> _RECORDS TO USE_
________________

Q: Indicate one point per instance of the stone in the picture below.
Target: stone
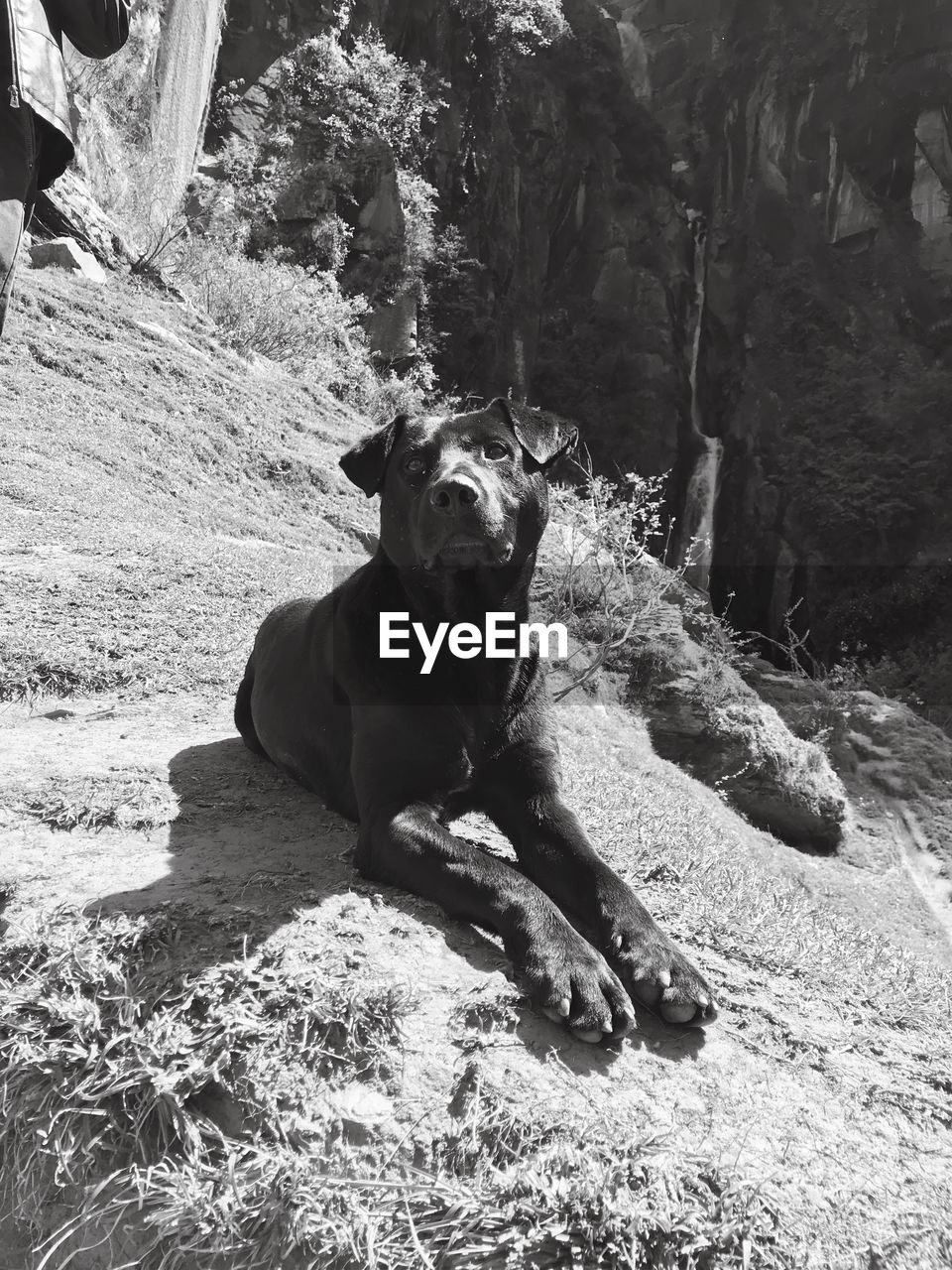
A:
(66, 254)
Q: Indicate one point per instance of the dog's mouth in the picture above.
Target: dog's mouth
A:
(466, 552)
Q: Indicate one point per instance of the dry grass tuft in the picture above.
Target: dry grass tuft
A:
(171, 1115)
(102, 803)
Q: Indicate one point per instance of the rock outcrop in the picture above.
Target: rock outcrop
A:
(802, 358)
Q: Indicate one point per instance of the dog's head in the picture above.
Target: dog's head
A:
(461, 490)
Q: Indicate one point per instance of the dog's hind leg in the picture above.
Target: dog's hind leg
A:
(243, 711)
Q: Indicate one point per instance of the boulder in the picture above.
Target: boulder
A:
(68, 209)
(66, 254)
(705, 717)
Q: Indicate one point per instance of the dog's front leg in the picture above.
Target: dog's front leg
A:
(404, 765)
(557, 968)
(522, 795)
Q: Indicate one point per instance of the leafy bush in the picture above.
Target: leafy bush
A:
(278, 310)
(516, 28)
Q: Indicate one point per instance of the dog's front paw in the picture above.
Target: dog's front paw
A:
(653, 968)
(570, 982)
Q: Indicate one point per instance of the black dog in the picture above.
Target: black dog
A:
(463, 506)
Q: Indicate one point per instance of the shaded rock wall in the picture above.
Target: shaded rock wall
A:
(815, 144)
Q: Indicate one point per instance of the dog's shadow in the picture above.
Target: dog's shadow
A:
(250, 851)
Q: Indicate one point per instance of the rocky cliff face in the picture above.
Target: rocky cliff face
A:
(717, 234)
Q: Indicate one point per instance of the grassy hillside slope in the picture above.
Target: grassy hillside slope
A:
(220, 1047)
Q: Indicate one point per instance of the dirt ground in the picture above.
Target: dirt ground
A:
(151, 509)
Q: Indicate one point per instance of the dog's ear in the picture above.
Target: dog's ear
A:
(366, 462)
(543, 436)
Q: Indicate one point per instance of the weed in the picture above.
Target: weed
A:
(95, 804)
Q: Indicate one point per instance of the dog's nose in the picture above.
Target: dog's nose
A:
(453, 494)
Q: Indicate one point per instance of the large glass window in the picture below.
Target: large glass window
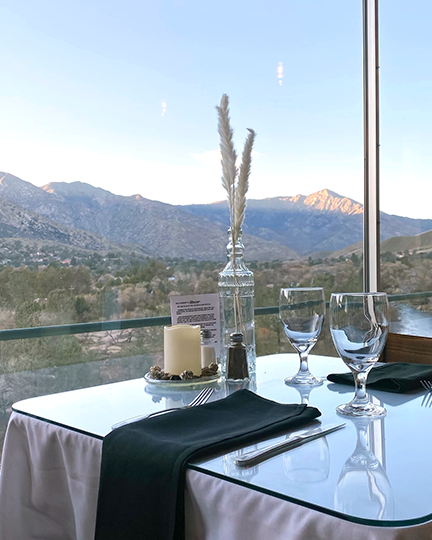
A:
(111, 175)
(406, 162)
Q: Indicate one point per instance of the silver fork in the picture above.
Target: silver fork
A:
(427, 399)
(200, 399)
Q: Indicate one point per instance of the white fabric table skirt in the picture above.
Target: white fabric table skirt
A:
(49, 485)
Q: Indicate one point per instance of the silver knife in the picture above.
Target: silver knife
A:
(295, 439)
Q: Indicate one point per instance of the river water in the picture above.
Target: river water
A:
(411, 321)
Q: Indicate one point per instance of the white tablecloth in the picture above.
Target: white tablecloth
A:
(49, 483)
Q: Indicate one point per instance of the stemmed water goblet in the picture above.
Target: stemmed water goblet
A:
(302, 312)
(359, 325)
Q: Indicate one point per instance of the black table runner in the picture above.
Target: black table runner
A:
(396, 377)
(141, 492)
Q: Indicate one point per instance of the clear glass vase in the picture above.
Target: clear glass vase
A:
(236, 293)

________________

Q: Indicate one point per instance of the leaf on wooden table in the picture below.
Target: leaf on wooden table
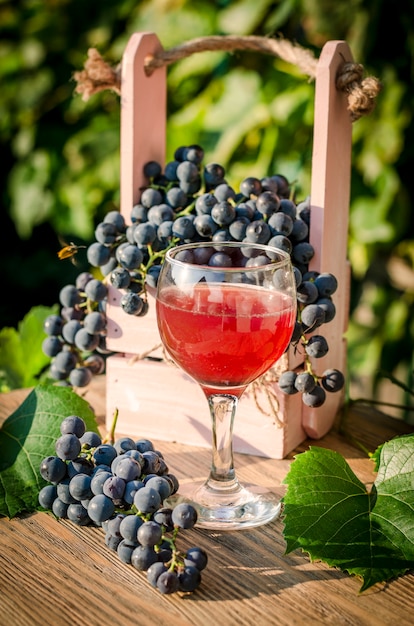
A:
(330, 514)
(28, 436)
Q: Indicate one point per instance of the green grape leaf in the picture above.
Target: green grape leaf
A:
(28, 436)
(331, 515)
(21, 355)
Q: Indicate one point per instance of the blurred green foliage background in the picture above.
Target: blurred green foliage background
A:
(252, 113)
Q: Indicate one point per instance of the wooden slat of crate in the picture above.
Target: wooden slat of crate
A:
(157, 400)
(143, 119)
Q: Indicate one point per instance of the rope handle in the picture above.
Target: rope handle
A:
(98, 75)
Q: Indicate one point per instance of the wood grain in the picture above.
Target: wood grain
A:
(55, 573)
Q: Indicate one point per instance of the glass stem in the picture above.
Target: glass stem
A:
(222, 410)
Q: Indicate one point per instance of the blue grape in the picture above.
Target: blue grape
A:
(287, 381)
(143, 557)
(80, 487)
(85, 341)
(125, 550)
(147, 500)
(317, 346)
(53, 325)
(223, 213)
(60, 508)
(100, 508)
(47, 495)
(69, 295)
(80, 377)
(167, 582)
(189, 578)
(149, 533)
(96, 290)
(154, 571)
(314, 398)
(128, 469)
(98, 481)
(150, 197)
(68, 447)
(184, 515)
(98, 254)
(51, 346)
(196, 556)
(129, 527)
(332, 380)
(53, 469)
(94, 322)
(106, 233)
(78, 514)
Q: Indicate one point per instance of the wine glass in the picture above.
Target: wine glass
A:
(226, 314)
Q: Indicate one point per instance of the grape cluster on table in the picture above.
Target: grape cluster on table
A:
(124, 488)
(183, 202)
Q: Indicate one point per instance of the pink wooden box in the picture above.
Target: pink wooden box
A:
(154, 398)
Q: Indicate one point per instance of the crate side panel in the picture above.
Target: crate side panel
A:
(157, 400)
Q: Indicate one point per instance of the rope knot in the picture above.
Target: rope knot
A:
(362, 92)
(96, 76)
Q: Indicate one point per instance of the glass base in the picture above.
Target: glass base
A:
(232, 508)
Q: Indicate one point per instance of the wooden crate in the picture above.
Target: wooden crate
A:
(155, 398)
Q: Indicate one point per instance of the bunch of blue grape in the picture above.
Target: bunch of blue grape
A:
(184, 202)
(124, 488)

________________

> _TO DO_
Collect every line of the rows above that contains the word "rocky" and copy each one unchanged.

> _SOLUTION FOR THIS PROBLEM_
Q: Indicate one point per instance of the rocky cliff face in the picture above.
Target: rocky cliff face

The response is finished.